(Stored data)
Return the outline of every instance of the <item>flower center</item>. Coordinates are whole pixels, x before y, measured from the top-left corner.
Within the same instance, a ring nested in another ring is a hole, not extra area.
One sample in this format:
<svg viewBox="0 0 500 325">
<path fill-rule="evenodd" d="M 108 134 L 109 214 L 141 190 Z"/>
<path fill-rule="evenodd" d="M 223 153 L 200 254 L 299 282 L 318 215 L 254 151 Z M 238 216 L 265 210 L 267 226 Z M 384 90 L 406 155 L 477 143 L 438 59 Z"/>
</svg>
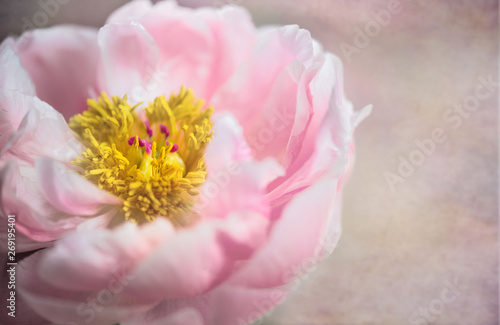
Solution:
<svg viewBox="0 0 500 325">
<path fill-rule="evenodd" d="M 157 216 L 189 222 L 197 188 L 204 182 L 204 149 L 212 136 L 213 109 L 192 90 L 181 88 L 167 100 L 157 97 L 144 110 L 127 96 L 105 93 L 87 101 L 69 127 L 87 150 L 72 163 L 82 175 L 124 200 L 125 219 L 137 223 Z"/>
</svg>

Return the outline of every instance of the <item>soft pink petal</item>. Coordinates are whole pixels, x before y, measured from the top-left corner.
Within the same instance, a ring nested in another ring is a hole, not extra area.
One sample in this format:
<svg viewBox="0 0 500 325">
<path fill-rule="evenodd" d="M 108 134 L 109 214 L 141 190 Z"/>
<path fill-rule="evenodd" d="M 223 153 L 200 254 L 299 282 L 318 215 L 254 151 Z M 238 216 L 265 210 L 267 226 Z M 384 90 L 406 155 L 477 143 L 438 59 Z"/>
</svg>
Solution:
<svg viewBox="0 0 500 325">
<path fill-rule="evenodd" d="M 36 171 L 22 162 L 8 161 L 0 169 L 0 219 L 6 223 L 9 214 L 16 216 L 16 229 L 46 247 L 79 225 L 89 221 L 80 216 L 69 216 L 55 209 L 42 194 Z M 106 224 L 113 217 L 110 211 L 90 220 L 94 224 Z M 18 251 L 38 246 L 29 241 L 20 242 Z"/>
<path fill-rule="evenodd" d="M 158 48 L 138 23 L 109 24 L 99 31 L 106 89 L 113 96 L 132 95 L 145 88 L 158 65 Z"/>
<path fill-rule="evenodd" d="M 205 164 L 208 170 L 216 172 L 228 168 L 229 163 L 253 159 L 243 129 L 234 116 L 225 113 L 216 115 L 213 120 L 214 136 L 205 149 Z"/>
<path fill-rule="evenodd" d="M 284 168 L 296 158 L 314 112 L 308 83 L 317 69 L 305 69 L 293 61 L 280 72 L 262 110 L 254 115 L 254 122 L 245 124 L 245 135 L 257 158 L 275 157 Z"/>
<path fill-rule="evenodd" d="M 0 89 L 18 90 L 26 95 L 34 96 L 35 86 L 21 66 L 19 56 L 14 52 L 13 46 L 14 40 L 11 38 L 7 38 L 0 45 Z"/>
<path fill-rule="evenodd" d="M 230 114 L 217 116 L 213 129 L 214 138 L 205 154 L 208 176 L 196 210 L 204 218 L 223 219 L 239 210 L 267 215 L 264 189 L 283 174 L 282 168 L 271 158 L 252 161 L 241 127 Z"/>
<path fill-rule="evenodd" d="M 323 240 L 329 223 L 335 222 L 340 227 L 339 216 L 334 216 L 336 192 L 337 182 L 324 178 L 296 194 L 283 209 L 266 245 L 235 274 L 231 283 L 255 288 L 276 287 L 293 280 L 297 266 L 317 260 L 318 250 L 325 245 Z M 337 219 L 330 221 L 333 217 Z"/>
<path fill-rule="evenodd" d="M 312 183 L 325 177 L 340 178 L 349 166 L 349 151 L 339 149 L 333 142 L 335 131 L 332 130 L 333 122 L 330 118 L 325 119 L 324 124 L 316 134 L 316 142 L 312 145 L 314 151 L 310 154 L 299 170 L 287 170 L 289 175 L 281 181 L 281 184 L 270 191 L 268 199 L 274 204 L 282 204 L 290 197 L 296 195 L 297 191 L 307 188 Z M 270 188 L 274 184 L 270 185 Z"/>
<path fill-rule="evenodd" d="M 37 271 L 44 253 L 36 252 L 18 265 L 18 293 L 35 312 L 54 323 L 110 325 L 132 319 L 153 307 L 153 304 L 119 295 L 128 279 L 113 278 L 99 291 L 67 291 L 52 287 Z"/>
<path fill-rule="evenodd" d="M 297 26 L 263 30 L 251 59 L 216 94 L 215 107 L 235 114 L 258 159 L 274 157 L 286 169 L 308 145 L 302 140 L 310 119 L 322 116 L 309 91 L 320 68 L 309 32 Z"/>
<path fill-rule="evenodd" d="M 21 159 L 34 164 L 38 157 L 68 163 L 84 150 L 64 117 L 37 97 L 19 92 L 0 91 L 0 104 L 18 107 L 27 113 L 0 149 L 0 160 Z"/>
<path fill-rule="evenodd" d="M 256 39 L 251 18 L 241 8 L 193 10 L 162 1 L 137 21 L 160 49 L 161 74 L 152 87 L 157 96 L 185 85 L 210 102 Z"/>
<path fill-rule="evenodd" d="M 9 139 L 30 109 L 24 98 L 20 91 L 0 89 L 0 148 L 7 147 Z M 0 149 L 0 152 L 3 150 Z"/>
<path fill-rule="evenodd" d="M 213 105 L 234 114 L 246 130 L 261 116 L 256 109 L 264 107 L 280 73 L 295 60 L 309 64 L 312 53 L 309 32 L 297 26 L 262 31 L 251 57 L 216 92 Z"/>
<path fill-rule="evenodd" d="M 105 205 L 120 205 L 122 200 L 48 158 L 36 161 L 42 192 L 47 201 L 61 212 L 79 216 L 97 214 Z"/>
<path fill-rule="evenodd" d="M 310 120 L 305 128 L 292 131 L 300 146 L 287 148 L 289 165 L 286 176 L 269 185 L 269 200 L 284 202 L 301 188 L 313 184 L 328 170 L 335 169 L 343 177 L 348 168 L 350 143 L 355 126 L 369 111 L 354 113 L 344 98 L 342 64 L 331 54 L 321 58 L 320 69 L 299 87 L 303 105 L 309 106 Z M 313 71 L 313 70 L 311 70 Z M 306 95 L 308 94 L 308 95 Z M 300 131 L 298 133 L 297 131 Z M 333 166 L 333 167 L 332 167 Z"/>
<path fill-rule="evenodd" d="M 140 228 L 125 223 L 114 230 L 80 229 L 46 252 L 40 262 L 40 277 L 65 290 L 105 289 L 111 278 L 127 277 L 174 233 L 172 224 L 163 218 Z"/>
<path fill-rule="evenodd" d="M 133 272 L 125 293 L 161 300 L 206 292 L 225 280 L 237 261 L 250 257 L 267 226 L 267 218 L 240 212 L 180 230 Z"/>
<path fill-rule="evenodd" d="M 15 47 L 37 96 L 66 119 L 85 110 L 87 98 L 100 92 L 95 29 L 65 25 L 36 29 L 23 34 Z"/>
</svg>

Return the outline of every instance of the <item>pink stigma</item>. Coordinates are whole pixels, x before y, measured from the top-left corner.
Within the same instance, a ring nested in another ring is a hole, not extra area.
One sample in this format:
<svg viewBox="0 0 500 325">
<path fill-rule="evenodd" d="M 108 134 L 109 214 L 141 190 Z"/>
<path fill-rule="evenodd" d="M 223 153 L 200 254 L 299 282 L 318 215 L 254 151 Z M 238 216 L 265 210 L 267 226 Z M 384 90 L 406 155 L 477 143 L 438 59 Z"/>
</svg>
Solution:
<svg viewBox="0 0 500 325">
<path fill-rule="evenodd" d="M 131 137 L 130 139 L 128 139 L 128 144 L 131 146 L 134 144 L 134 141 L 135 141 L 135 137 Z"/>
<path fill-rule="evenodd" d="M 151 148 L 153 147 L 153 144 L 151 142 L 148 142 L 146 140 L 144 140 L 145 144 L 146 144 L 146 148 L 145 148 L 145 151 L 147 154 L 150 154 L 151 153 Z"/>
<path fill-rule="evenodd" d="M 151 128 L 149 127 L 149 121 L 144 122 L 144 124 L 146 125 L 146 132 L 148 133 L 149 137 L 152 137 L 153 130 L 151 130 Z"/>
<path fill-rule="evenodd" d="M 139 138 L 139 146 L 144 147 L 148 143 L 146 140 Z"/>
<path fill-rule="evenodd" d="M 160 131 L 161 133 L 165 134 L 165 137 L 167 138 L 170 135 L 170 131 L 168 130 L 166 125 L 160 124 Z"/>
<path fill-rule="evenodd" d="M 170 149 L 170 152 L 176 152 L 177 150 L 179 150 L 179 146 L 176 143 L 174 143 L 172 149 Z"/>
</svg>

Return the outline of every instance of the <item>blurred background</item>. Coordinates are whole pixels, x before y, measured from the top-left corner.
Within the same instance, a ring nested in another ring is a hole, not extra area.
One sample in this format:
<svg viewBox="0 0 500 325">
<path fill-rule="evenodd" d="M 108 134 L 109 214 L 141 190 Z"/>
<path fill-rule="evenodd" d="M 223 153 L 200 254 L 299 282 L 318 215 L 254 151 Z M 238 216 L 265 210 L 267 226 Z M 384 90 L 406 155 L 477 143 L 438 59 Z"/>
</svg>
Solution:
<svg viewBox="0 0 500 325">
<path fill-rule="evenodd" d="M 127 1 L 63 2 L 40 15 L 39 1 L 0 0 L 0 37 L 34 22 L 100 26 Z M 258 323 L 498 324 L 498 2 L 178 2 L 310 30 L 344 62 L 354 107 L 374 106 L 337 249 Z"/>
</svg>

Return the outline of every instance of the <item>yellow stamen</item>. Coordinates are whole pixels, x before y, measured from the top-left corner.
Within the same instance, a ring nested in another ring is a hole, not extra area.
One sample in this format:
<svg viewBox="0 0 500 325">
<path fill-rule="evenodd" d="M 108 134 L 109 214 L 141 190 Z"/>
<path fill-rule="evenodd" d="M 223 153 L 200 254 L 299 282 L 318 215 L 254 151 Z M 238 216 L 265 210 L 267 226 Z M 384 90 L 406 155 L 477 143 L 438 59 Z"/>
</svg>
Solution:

• [AIM OF THE EXERCISE]: The answer must be every line of the entries that includes the word "pink".

• [ANSWER SECTION]:
Return the outline of every instance of the <item>soft pink petal</item>. Coordinates are whole pixels, x before y, measured from the top-left corner.
Return the outline of every instance of the <item>pink stigma</item>. Coordinates are whole pixels, x before y, measured from the top-left corner.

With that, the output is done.